## Your goal
Answer these questions from the post on fuel cells:
(a) In which three areas must fuel cells improve to become a viable option?
(b) Where is the business that developed the new method of increasing fuel cell system power density based?
(c) Which regulations is the use of fuel cells meant to help meet?

Posted by admin at 29 May 2013, at 14 : 58 PM
As the availability of fossil fuels reduces and the fear that pollution is destroying the environment increases many businesses across numerous sectors are trying everything possible to cut carbon emissions. This trend extends to car manufacturers as they attempt to clean up their act and meet new regulations from the World’s Governments.
In order to meet European regulations for reducing carbon emissions, the use of fuel cells is one way being championed by big businesses and car manufacturers to vastly help the situation. However, to make them a viable option the fuel cells must improve dramatically in three key areas. Firstly, they must become more reliable, then increase power density and finally add a cold-starting capability.
To this end, a Loughborough-based business has developed a new method of significantly increasing fuel cell system power density that has the potential of making more carbon emission friendly vehicles a realistic possibility in the coming years. Intelligent Energy’s solution will not just see a vast improvement for cars in Loughborough, but hopefully lead to lower emissions across the globe.

## Data under study
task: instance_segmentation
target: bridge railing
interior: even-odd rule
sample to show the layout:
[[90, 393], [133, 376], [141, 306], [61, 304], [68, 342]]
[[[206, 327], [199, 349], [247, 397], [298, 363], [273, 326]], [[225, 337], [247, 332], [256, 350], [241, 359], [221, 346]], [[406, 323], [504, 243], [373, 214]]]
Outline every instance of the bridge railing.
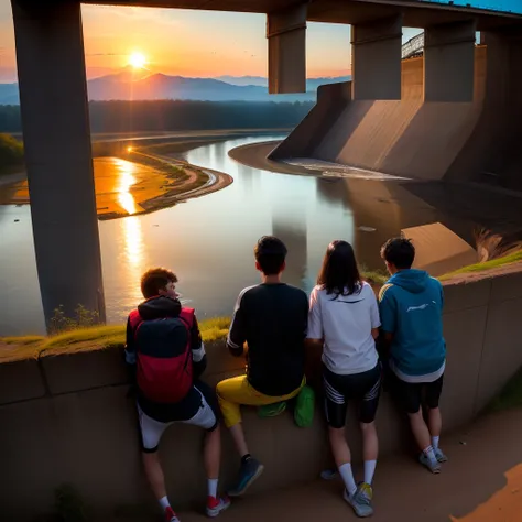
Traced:
[[402, 59], [410, 58], [424, 51], [424, 33], [417, 34], [402, 45]]

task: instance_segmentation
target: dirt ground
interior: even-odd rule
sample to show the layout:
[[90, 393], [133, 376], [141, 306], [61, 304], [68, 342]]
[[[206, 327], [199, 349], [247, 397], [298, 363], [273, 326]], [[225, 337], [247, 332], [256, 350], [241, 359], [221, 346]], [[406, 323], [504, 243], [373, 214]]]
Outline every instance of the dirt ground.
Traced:
[[[232, 182], [228, 174], [213, 172], [205, 180], [198, 168], [188, 164], [176, 160], [167, 163], [180, 166], [186, 177], [177, 181], [175, 174], [120, 157], [96, 157], [94, 170], [99, 219], [157, 210], [180, 200], [219, 191]], [[11, 180], [13, 184], [3, 184], [0, 189], [0, 204], [29, 204], [28, 181], [20, 180], [20, 176]]]
[[[521, 522], [522, 411], [477, 421], [442, 437], [449, 461], [438, 476], [398, 455], [378, 464], [374, 522]], [[356, 469], [357, 471], [357, 469]], [[262, 480], [262, 477], [259, 479]], [[222, 522], [346, 522], [357, 520], [339, 479], [237, 500]], [[180, 513], [182, 522], [203, 514]]]

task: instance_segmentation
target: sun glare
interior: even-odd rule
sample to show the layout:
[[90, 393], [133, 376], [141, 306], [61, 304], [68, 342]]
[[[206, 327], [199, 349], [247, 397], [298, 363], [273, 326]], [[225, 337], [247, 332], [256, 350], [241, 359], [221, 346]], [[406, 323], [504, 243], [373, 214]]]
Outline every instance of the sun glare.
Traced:
[[129, 65], [135, 69], [142, 69], [146, 65], [146, 58], [142, 53], [132, 53], [129, 56]]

## Response area
(a) They must become more reliable, increase power density and add a cold-starting capability.
(b) Loughborough.
(c) European regulations for reducing carbon emissions.